== Data provided ==

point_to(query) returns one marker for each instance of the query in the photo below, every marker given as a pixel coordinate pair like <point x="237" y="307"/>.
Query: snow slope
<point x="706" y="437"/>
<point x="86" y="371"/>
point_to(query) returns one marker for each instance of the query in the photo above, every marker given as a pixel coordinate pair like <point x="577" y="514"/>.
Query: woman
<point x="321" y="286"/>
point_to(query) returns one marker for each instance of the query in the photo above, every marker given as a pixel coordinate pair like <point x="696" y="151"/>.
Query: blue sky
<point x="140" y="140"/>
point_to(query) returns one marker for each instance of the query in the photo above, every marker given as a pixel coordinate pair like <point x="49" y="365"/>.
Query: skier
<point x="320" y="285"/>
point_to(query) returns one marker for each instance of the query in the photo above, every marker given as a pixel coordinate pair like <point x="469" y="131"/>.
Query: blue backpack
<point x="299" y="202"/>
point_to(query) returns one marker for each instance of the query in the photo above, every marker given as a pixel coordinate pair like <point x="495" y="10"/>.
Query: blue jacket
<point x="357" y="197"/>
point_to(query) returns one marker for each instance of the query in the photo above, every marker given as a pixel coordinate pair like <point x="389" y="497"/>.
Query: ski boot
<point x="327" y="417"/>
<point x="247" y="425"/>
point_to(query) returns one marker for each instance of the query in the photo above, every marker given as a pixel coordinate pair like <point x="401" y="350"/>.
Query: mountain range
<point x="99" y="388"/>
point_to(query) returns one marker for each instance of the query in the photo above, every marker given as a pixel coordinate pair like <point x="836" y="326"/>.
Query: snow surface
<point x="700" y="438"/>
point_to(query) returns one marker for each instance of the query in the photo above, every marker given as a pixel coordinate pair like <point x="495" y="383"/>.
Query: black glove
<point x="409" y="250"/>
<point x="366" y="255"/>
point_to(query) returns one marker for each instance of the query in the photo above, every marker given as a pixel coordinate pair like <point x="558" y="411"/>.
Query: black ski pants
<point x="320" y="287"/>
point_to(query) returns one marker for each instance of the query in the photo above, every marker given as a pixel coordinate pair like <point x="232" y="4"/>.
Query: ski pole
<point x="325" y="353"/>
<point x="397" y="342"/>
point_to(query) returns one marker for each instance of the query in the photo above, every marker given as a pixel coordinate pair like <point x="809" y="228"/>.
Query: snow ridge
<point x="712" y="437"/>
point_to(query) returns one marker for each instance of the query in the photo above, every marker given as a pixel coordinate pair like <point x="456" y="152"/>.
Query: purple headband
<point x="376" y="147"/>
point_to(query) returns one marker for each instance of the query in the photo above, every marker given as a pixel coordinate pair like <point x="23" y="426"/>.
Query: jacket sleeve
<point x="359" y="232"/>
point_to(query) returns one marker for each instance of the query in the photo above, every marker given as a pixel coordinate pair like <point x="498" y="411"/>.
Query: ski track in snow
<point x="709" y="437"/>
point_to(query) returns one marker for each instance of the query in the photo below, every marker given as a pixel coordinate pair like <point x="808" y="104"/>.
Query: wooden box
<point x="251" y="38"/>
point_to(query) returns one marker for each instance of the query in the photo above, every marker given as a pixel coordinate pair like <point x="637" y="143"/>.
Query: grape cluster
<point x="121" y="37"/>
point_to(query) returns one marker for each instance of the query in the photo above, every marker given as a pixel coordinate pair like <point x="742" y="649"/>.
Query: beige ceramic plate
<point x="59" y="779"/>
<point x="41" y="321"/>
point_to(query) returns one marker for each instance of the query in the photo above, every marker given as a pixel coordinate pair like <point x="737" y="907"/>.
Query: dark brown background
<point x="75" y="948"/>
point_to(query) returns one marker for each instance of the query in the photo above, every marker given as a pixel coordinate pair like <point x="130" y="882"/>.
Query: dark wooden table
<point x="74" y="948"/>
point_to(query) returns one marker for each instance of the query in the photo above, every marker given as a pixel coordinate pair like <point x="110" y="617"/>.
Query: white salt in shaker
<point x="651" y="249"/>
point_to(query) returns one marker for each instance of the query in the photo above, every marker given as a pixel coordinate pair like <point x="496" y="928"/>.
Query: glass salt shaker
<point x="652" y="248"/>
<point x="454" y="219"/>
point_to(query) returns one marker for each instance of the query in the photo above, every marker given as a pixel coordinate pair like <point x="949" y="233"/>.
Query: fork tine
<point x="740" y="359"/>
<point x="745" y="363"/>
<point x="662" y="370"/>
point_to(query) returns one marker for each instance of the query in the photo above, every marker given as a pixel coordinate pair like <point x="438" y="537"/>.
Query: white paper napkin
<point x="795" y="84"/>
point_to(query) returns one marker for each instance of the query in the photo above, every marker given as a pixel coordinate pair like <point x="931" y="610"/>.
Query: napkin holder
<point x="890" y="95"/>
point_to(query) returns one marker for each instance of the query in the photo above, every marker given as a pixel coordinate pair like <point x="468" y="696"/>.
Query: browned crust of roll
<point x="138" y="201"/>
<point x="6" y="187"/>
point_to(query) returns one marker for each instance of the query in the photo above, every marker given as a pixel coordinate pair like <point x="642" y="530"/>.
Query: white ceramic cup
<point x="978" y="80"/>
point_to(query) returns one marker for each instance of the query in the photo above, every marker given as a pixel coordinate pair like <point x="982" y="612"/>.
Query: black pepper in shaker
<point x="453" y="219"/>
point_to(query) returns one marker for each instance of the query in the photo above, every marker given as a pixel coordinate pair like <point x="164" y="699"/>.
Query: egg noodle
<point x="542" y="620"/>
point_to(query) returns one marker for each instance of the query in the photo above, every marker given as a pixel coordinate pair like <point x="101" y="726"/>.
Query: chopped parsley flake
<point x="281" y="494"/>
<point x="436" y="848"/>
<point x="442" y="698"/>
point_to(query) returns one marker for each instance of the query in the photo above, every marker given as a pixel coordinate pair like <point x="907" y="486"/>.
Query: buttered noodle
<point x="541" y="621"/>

===

The task:
Print all the data exactly.

Result:
point_to(query) returns one marker for each instance of the query in the photo below, every marker given as a pixel coordinate pair like <point x="237" y="307"/>.
Query: snow slope
<point x="706" y="437"/>
<point x="86" y="371"/>
point_to(query) returns one marker for each instance of the query in the photo above, every marker given as a pixel coordinate pair like <point x="577" y="514"/>.
Query: woman
<point x="321" y="286"/>
point_to(query) returns one marker for each instance of the query in the photo above, every marker given as a pixel coordinate pair like <point x="696" y="151"/>.
Query: blue sky
<point x="140" y="140"/>
point_to(query) returns one marker for each instance of the query in the photo above, every marker given as a pixel coordinate pair like <point x="49" y="365"/>.
Query: skier
<point x="320" y="285"/>
point_to(query) returns one marker for each instance of the query in the photo above, every marker given as a pixel coordinate pair like <point x="469" y="131"/>.
Query: blue backpack
<point x="299" y="202"/>
point_to(query) returns one marker for each instance of the query in the photo above, every marker given as a pixel coordinate pair like <point x="495" y="10"/>.
Query: blue jacket
<point x="357" y="197"/>
point_to(query) returns one marker for each instance of the query in the photo above, every marker given as a pixel coordinate pair like <point x="389" y="497"/>.
Query: ski boot
<point x="327" y="417"/>
<point x="247" y="425"/>
point_to(query) returns one marker for each instance of the query in the photo above, every marker given as a pixel coordinate pair like <point x="401" y="350"/>.
Query: mountain range
<point x="99" y="388"/>
point_to(query) returns one marker for each instance of the query in the photo above, every marker given as a pixel coordinate pair like <point x="836" y="326"/>.
Query: snow surface
<point x="700" y="438"/>
point_to(query) returns one marker for each instance of the query in the photo above, every marker given as a pixel coordinate pair like <point x="495" y="383"/>.
Query: black glove
<point x="409" y="250"/>
<point x="366" y="255"/>
point_to(query) returns one marker for each instance of the query in the photo above, every marker given as a pixel coordinate pair like <point x="558" y="411"/>.
Query: black ski pants
<point x="320" y="287"/>
point_to(query) returns one marker for each instance of the query in the photo above, every marker given as a pixel coordinate pair like <point x="232" y="4"/>.
Query: ski pole
<point x="325" y="353"/>
<point x="397" y="342"/>
point_to(query) returns one marker for each instance of the query in the photo above, every marker given as a pixel coordinate pair like <point x="809" y="228"/>.
Query: snow ridge
<point x="712" y="437"/>
point_to(query) returns one marker for each instance of the query in the photo above, every marker given as a pixel coordinate pair like <point x="456" y="152"/>.
Query: purple headband
<point x="376" y="147"/>
point_to(query) returns one marker for each instance of the query in the photo above, every marker given as a pixel coordinate pair like <point x="23" y="426"/>.
Query: jacket sleeve
<point x="359" y="232"/>
point_to(query) returns one marker for each instance of the query in the photo above, every marker given as a pixel coordinate pair like <point x="498" y="411"/>.
Query: ski track in snow
<point x="709" y="437"/>
point_to(query) returns one marker for each instance of the query in the photo below, every marker given as a pixel coordinate pair like <point x="808" y="104"/>.
Query: wooden box
<point x="251" y="38"/>
point_to(query) returns one marker for each instance of the query in the photo above, every marker given as a pixel coordinate pair like <point x="637" y="143"/>.
Query: grape cluster
<point x="121" y="37"/>
point_to(query) returns one marker for each instance of the query in the photo above, every marker given as a pixel coordinate pair like <point x="742" y="649"/>.
Query: beige ceramic plate
<point x="59" y="779"/>
<point x="41" y="321"/>
point_to(query) returns one marker for each instance of the query in the photo above, every marker given as a pixel coordinate pair like <point x="737" y="907"/>.
Query: dark brown background
<point x="75" y="948"/>
point_to(query) returns one marker for each instance of the query in the photo above, every marker given as a pixel coordinate pair like <point x="130" y="882"/>.
Query: dark wooden table
<point x="74" y="948"/>
point_to(query) returns one marker for each instance of the query in the photo above, every marker given as a pixel coordinate pair like <point x="110" y="617"/>.
Query: white salt in shaker
<point x="651" y="249"/>
point_to(query) returns one marker for each instance of the query in the photo above, every marker given as a pixel coordinate pair like <point x="496" y="928"/>.
Query: glass salt shaker
<point x="652" y="248"/>
<point x="454" y="219"/>
point_to(query) returns one marker for each instance of the query in the photo above, every marker given as a pixel coordinate pair like <point x="949" y="233"/>.
Query: fork tine
<point x="740" y="359"/>
<point x="745" y="363"/>
<point x="662" y="370"/>
point_to(query) returns one marker for each instance of the query in the photo above, every marker given as a pixel coordinate pair like <point x="438" y="537"/>.
Query: white paper napkin
<point x="795" y="84"/>
point_to(query) returns one marker for each instance of the query in the photo above, every marker given as a pixel coordinate pair like <point x="931" y="610"/>.
Query: napkin holder
<point x="890" y="95"/>
point_to(query) returns one marker for each instance of the query in the photo above, every marker given as a pixel coordinate pair like <point x="468" y="696"/>.
Query: browned crust of roll
<point x="138" y="201"/>
<point x="6" y="187"/>
point_to(query) returns one marker for each instance of the query in the photo above, every marker given as a pixel coordinate pair like <point x="642" y="530"/>.
Query: white ceramic cup
<point x="978" y="80"/>
point_to(query) returns one marker for each instance of the query in the photo above, every marker given as a pixel coordinate pair like <point x="982" y="612"/>.
Query: black pepper in shaker
<point x="453" y="219"/>
point_to(query) returns one marker for each instance of the query in the photo above, every marker given as a pixel coordinate pair like <point x="164" y="699"/>.
Query: egg noodle
<point x="542" y="620"/>
point_to(query) returns one marker for each instance of the query in the photo above, every marker given as a pixel coordinate pair like <point x="101" y="726"/>.
Query: chopped parsley flake
<point x="281" y="494"/>
<point x="436" y="848"/>
<point x="442" y="698"/>
point_to(query) returns one marker for each instance of the query in the photo above, every marker given as a pixel coordinate pair like <point x="907" y="486"/>.
Query: buttered noodle
<point x="541" y="621"/>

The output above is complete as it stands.